* _Records for the exercise_
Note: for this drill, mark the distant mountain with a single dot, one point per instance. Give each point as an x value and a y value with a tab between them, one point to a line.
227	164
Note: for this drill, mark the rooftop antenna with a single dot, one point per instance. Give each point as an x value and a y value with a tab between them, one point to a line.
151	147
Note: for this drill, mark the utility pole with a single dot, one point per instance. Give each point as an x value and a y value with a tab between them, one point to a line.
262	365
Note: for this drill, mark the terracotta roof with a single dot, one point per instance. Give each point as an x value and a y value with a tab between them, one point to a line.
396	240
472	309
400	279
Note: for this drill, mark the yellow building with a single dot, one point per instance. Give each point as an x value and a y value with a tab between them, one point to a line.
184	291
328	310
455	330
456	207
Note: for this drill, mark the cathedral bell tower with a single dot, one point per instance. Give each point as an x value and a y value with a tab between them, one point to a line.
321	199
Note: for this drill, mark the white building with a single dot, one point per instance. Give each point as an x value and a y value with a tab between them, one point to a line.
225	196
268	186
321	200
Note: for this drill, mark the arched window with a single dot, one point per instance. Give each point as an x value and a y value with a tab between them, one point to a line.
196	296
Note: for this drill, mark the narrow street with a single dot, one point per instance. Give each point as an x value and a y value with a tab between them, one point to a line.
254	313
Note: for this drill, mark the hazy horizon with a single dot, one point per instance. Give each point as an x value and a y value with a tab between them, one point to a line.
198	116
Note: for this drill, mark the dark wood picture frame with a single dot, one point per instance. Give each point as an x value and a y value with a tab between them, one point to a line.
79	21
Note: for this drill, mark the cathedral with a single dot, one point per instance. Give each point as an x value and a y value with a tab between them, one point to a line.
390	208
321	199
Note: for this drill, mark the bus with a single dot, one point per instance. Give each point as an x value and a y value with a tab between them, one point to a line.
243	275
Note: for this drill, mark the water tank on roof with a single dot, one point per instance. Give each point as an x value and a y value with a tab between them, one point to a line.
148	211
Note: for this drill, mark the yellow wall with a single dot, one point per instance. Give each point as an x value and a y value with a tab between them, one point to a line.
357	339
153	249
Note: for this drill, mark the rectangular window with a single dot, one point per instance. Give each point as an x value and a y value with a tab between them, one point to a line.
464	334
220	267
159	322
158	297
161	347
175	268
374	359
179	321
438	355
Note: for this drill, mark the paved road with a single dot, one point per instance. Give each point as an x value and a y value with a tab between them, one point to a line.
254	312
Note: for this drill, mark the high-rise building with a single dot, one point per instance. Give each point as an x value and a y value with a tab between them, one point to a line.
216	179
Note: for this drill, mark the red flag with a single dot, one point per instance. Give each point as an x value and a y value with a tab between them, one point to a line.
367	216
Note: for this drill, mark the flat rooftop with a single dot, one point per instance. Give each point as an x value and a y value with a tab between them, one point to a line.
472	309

* _What to work on_
Produce an exact copy of the lines from the one containing "Note: for this drill, mark the rectangular" through the last line, and of nothing else.

* _Complete response_
Note: for this drill, mark the rectangular window with a single dot, one point per instance. Give each point as an x value and a y value with a tab between them, one point to a line.
464	334
220	267
159	322
158	297
161	347
175	268
374	359
179	321
438	355
Note: for this drill, mark the paved road with a single dot, one point per instance. Give each point as an x value and a y value with a tab between them, one point to a line.
254	312
Note: for this drill, mark the high-rise building with a single dot, one point per instance. Give each point as an x value and a y value with a tab between them, one point to a line.
216	179
Note: for this drill, mark the red flag with a single dot, one point per instance. Give each point as an x value and a y value with a tab between them, one point to a line.
367	216
Note: for this drill, mark the flat rooftop with a single dot, one point per instance. Give each point as an x value and a y value with a tab between them, one point to a line.
472	309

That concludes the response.